• Exercise aim:
Only the lines from the one containing "Target: grassy bank" through the end of the listing are to be transcribed, exactly and with both ends included.

• Entries provided:
==============================
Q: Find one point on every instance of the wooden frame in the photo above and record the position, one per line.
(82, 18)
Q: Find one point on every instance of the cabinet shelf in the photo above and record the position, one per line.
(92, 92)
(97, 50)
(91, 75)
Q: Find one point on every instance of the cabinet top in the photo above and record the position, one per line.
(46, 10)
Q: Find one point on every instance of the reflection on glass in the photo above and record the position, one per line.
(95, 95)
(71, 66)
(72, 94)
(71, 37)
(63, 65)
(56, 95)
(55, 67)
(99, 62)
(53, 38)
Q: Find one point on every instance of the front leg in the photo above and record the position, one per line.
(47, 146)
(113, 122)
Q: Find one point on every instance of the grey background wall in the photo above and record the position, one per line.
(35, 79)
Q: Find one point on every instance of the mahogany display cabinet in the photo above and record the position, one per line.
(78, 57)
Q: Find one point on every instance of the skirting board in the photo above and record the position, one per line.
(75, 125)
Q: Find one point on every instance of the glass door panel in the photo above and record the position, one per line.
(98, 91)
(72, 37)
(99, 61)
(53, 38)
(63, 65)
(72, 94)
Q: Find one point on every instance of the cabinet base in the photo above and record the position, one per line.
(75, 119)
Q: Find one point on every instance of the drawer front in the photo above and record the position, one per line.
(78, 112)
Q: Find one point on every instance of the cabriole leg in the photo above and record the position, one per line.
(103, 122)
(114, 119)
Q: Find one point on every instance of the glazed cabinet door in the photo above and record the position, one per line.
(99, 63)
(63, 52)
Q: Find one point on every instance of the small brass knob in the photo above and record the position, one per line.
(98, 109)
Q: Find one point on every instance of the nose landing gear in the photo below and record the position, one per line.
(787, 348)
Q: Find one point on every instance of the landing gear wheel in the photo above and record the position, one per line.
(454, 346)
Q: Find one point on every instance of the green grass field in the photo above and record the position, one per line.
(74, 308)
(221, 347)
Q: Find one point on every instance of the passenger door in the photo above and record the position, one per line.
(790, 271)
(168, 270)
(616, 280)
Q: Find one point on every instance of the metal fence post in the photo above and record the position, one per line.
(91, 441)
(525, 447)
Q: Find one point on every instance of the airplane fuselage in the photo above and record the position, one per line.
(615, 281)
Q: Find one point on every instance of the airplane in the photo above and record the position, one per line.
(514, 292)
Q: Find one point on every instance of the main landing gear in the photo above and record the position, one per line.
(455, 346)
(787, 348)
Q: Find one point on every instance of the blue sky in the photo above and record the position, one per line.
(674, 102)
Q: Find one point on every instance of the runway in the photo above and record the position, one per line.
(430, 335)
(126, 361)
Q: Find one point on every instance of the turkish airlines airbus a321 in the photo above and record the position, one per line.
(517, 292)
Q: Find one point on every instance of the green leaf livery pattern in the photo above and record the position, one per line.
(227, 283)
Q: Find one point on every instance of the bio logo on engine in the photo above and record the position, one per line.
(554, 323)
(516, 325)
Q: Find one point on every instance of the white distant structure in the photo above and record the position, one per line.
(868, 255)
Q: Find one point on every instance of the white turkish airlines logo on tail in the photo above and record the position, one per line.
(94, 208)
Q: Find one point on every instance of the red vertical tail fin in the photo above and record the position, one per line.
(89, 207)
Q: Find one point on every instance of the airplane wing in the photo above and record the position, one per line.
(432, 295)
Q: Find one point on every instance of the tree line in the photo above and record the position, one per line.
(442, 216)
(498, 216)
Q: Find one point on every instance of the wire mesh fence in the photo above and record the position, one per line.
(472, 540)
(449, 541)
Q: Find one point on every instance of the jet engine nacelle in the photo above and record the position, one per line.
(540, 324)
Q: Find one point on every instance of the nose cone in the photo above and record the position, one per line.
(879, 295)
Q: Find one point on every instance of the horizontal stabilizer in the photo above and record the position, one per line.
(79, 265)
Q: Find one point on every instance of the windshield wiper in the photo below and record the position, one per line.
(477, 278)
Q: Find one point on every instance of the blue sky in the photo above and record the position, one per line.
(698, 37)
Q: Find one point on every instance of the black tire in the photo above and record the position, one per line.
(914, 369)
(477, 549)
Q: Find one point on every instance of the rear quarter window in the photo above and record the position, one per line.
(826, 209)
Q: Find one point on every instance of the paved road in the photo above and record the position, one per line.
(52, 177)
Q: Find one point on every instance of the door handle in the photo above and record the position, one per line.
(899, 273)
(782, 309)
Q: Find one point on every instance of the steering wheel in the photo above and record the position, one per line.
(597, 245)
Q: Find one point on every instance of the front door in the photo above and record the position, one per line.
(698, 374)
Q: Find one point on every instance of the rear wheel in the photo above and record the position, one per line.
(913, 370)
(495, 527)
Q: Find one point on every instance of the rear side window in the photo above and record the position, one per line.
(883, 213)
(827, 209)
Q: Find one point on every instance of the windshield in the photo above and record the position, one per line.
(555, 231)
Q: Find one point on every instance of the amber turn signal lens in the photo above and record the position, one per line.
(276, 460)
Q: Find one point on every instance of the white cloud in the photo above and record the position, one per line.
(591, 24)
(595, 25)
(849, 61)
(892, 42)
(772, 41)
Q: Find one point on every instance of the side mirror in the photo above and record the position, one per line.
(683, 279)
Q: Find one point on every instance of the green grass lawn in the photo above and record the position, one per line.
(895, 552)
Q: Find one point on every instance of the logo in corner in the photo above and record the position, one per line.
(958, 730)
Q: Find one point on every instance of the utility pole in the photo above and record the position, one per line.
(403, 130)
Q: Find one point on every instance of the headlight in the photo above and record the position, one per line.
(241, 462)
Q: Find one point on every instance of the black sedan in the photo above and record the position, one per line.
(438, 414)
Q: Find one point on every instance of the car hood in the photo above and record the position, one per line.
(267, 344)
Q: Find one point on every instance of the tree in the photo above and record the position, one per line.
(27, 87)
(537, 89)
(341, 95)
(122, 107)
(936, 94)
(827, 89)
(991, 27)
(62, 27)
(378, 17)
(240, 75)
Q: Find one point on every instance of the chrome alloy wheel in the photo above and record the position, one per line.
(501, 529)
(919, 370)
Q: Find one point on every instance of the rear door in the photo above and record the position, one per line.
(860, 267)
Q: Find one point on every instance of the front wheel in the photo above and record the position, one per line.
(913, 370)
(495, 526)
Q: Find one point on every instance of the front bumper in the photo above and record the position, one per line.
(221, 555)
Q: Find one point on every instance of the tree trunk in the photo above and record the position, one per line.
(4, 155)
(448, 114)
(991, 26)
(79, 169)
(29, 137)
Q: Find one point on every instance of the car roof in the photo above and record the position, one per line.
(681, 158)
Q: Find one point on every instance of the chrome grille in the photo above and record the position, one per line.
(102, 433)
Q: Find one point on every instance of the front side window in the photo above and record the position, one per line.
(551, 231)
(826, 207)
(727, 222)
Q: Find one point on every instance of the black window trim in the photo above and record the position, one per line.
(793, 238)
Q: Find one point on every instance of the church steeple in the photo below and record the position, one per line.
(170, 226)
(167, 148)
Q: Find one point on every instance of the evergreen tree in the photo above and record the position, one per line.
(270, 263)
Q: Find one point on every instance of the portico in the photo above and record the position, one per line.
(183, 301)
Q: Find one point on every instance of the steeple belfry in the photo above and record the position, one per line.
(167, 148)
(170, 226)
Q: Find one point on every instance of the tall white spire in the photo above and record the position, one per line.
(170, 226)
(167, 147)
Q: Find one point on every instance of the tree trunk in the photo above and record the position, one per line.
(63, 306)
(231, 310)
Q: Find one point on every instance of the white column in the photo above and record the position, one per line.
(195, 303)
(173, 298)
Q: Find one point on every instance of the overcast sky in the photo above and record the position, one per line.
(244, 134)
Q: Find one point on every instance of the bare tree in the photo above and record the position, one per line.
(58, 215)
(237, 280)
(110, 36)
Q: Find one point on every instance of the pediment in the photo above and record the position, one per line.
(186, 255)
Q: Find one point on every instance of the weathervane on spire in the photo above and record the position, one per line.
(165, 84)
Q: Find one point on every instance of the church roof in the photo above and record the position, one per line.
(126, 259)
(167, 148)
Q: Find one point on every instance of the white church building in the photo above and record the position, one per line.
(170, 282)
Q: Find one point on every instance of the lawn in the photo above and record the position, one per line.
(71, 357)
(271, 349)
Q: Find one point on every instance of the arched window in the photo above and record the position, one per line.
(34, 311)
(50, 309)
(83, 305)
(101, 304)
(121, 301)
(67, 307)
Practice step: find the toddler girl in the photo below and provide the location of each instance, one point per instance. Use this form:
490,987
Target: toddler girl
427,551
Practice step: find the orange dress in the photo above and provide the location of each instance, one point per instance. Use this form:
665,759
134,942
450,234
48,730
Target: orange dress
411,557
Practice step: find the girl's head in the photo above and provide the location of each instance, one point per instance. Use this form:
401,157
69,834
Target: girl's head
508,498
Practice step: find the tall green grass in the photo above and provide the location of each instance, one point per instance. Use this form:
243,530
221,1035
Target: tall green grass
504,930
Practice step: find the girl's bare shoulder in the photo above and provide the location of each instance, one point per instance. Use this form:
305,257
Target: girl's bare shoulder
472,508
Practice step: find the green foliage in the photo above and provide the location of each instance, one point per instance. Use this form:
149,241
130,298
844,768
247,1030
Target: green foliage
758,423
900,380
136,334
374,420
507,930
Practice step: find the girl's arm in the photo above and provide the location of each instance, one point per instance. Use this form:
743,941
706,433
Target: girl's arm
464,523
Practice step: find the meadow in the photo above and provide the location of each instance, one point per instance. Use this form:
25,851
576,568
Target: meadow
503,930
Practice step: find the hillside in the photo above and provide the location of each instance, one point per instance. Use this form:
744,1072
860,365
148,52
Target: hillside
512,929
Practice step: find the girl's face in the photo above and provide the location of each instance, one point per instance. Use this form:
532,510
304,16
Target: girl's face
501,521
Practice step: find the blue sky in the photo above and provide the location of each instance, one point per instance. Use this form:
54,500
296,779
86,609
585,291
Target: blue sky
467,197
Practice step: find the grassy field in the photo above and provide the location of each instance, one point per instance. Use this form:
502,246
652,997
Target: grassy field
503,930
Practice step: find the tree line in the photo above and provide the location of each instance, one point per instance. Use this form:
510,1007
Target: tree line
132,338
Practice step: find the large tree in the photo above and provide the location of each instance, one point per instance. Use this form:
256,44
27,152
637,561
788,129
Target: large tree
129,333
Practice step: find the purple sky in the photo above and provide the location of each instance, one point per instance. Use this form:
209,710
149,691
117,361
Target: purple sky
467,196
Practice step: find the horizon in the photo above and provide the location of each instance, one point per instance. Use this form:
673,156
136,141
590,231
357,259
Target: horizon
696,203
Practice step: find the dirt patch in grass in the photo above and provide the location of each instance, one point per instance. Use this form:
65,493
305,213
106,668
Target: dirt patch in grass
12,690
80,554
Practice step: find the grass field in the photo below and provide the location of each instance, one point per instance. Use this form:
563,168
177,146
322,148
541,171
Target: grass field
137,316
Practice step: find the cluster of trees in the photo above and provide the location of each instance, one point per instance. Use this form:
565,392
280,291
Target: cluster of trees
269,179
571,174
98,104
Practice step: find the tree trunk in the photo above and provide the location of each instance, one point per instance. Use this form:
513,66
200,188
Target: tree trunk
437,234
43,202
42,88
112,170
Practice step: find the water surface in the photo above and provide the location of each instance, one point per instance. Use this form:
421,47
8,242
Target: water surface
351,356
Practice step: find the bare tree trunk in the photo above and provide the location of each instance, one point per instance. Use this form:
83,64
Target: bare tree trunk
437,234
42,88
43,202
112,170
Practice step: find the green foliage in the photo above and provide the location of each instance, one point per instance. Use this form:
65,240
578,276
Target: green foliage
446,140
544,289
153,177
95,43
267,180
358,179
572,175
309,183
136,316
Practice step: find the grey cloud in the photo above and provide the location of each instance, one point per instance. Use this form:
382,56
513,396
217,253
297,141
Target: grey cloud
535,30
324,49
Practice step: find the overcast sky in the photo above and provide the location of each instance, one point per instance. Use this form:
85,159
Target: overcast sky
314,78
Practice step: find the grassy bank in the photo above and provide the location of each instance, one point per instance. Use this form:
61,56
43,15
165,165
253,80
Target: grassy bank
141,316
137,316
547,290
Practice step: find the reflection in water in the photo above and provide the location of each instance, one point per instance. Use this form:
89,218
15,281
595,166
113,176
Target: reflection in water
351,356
==============================
• Result for this task:
Target: grassy bank
141,316
137,316
547,290
Practice step: find the reflection in water in the photo above and provide the location of each instance, one point per instance. Use this form:
89,218
15,281
595,166
113,176
Target: reflection in water
351,356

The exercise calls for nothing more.